Set exercise – Please show every line of the listing below that contains the word "backpack".

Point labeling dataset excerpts

====================

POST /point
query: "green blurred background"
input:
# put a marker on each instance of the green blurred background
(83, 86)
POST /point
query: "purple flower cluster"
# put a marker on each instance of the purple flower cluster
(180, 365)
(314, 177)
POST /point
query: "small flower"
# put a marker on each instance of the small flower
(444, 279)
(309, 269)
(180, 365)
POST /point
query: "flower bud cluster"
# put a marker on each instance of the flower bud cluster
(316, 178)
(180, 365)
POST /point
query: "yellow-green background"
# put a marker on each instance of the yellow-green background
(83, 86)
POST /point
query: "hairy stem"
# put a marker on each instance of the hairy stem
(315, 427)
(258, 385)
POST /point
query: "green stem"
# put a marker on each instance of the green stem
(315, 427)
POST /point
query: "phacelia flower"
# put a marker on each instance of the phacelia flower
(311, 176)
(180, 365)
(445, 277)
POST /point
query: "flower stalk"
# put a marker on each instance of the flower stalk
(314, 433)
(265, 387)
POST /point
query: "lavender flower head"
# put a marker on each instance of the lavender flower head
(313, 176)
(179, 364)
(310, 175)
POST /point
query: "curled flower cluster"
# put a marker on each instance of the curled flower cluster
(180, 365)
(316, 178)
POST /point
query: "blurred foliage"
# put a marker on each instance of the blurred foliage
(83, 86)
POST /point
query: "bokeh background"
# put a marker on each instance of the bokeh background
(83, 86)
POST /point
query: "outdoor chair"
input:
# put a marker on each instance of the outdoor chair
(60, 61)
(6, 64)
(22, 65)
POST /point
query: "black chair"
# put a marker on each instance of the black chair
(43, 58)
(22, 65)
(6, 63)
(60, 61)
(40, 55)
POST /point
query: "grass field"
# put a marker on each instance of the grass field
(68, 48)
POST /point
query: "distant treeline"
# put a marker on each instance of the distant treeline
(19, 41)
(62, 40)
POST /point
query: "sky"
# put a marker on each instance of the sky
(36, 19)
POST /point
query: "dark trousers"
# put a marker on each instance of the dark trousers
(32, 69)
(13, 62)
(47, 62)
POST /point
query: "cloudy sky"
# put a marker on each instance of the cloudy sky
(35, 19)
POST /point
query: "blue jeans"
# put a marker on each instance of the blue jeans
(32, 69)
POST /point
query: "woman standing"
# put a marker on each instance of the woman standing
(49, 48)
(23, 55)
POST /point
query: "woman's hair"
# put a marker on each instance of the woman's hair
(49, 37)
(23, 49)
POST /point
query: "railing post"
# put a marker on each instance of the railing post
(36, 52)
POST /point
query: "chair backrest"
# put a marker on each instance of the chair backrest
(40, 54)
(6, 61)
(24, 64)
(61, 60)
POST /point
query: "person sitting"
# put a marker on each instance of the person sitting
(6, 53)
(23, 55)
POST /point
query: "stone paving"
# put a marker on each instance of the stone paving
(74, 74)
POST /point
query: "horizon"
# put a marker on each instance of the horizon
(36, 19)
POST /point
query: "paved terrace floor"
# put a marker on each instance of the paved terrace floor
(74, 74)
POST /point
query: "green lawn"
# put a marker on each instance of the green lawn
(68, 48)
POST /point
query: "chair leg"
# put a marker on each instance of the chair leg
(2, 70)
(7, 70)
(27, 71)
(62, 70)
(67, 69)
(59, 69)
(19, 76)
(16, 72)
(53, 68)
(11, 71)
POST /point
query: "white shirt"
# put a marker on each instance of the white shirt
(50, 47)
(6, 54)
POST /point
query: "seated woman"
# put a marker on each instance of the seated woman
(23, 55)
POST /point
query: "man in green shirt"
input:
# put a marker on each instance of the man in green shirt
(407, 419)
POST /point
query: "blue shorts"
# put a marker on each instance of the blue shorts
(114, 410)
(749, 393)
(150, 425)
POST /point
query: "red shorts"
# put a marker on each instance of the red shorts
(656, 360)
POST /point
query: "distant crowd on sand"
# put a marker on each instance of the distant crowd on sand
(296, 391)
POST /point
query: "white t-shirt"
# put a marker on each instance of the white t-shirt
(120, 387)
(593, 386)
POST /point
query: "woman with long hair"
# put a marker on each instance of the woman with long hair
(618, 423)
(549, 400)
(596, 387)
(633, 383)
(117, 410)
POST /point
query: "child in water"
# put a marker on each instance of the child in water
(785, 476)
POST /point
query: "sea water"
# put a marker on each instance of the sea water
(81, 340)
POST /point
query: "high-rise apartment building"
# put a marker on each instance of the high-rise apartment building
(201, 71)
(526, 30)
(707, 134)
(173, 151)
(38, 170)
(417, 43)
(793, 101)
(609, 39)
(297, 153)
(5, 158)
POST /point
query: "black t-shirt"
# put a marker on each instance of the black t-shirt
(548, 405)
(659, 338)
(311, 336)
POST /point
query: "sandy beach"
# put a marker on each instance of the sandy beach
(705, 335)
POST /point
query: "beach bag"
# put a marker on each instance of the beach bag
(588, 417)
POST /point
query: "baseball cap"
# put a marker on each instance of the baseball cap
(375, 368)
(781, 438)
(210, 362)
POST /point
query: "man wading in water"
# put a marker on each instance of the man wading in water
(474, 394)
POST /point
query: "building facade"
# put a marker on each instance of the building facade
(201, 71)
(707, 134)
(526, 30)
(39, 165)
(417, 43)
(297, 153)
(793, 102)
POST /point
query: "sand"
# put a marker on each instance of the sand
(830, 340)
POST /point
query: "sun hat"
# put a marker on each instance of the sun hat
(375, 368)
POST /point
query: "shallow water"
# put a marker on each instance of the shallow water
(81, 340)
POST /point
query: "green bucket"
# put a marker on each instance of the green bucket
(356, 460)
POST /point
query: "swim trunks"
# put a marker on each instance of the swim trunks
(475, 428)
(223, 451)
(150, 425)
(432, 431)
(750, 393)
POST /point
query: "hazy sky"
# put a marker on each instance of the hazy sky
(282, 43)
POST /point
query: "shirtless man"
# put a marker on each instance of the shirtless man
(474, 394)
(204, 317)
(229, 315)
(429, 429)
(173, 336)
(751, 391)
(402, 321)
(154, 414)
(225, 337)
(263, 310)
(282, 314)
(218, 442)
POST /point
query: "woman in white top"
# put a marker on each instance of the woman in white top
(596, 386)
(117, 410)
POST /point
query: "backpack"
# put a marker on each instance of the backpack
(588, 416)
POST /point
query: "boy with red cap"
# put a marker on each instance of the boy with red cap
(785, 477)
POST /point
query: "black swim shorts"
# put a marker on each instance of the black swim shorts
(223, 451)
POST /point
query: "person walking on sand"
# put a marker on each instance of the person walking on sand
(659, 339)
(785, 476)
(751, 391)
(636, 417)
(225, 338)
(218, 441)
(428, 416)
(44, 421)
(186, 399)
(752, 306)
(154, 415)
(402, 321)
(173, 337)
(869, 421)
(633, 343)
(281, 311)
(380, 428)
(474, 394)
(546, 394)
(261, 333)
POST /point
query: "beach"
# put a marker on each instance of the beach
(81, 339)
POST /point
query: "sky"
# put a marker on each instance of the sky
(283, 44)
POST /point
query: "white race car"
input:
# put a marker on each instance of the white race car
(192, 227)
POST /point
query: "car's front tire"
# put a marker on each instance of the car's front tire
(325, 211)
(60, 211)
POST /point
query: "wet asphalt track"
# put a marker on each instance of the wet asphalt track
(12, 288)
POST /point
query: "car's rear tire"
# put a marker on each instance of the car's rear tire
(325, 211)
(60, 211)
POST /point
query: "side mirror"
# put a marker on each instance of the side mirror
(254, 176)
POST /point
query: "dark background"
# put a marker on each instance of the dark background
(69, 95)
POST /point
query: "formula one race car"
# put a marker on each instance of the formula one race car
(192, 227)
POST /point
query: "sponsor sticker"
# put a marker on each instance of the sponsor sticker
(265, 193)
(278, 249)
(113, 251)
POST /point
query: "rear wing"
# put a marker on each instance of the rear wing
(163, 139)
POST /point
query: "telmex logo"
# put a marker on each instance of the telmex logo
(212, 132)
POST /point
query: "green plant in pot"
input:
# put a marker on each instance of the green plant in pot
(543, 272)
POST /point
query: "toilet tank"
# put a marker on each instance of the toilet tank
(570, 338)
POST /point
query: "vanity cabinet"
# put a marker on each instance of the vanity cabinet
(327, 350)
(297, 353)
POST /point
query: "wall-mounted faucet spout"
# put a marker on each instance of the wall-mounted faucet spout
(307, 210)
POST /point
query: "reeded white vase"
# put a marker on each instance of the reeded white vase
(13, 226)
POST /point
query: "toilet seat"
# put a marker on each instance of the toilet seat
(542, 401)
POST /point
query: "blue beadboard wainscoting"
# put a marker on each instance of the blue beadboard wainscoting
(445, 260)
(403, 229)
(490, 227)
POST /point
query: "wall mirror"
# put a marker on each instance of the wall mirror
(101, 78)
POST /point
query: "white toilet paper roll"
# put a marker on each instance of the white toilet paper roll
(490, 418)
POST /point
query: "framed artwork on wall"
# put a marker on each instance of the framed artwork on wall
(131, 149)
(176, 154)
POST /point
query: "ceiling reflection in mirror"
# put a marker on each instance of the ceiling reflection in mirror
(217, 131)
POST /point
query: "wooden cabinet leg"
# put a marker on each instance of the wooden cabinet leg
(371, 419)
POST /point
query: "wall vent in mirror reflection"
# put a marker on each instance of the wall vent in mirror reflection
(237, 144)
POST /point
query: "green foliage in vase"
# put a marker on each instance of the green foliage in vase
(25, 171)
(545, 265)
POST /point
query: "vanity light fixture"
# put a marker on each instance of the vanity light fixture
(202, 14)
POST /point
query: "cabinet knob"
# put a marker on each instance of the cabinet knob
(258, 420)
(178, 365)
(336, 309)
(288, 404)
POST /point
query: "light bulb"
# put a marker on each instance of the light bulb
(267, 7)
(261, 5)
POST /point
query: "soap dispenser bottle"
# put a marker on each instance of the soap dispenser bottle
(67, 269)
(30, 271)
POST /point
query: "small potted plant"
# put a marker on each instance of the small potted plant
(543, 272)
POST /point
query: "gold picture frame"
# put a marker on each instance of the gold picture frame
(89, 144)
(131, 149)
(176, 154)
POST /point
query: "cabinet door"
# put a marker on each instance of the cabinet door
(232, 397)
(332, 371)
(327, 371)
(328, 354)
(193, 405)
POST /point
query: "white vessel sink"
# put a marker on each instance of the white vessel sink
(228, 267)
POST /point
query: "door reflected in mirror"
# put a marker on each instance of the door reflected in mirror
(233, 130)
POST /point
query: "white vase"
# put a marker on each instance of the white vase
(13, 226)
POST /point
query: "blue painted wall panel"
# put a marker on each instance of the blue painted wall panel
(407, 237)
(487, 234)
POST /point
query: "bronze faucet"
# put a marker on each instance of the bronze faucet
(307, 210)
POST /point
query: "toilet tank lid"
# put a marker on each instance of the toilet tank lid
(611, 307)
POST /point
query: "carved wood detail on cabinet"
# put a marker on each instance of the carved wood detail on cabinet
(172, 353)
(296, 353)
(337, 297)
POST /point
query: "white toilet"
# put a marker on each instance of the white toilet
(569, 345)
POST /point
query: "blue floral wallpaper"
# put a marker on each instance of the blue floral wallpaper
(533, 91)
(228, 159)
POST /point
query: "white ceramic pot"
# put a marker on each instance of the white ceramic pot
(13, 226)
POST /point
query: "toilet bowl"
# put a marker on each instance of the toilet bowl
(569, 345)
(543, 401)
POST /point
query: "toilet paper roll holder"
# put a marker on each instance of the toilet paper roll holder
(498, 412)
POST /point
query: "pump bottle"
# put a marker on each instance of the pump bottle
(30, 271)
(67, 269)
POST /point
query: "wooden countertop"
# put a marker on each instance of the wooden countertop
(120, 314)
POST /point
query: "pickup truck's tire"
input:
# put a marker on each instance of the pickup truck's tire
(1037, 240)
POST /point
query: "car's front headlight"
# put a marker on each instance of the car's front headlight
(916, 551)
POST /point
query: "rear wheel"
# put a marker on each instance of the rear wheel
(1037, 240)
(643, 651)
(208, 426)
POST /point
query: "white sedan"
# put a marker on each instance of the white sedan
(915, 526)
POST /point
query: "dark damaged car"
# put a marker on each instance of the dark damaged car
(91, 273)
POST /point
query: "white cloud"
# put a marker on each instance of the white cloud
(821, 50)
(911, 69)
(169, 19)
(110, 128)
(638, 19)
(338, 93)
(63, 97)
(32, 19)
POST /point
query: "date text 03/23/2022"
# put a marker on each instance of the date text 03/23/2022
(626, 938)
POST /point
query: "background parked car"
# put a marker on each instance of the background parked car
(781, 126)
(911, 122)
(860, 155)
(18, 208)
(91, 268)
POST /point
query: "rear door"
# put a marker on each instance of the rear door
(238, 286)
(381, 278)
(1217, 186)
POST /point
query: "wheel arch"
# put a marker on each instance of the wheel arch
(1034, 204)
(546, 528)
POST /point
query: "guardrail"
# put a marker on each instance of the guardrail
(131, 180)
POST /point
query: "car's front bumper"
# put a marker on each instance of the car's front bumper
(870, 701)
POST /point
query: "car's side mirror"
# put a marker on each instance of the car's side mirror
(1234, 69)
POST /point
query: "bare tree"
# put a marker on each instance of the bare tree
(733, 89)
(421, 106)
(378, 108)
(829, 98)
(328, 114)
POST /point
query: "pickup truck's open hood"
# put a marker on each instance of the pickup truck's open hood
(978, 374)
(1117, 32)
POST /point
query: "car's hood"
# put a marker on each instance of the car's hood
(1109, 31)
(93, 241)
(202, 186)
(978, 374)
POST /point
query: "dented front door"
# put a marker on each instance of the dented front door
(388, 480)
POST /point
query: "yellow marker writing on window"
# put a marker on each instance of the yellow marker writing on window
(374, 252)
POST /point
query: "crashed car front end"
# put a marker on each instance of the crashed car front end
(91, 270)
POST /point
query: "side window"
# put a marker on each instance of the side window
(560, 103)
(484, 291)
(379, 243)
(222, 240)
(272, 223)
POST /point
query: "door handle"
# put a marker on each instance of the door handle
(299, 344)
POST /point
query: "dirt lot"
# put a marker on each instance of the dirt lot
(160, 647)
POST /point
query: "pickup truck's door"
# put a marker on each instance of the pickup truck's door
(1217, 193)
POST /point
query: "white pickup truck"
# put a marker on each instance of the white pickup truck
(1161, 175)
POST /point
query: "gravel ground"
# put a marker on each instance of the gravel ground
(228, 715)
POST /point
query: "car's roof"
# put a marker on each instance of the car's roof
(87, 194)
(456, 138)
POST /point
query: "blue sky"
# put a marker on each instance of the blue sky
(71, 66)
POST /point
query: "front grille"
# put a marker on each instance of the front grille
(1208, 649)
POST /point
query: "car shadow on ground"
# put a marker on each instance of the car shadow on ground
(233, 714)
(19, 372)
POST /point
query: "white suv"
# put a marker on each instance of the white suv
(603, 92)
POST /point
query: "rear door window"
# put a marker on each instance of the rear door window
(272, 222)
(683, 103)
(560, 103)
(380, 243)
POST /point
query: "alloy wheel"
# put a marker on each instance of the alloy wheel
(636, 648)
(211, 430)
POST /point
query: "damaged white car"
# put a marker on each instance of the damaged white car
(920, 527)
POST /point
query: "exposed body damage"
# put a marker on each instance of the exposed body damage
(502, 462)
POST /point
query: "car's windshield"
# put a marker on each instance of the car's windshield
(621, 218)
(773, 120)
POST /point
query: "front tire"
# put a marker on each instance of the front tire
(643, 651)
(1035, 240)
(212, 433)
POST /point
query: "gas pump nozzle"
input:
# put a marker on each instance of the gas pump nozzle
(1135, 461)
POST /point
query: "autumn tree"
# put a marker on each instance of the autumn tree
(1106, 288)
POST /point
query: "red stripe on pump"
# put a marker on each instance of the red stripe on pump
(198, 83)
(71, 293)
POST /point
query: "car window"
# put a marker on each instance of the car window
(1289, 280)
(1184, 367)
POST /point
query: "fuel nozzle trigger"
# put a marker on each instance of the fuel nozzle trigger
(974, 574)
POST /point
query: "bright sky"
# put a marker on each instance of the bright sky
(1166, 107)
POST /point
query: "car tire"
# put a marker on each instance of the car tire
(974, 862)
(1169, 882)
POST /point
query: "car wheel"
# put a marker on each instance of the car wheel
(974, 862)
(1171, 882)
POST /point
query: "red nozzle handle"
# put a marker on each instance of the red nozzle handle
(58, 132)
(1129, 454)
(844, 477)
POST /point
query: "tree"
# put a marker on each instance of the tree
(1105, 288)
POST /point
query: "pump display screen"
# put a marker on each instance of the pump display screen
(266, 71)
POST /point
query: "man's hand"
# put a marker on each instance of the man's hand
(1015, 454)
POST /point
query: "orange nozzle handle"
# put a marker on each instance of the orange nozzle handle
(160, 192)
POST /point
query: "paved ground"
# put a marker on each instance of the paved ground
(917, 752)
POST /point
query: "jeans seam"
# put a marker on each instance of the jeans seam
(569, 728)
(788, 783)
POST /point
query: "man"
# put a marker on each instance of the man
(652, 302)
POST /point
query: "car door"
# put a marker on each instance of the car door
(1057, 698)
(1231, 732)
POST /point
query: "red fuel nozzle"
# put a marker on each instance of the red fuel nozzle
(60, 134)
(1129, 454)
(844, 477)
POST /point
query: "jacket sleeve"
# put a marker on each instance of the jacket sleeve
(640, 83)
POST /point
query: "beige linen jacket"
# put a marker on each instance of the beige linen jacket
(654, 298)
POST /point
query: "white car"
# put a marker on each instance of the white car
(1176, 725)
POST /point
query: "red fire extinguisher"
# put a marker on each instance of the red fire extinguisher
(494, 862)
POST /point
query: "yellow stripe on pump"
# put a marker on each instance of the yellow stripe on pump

====================

The response –
query: "backpack"
# put a marker on each instance of the backpack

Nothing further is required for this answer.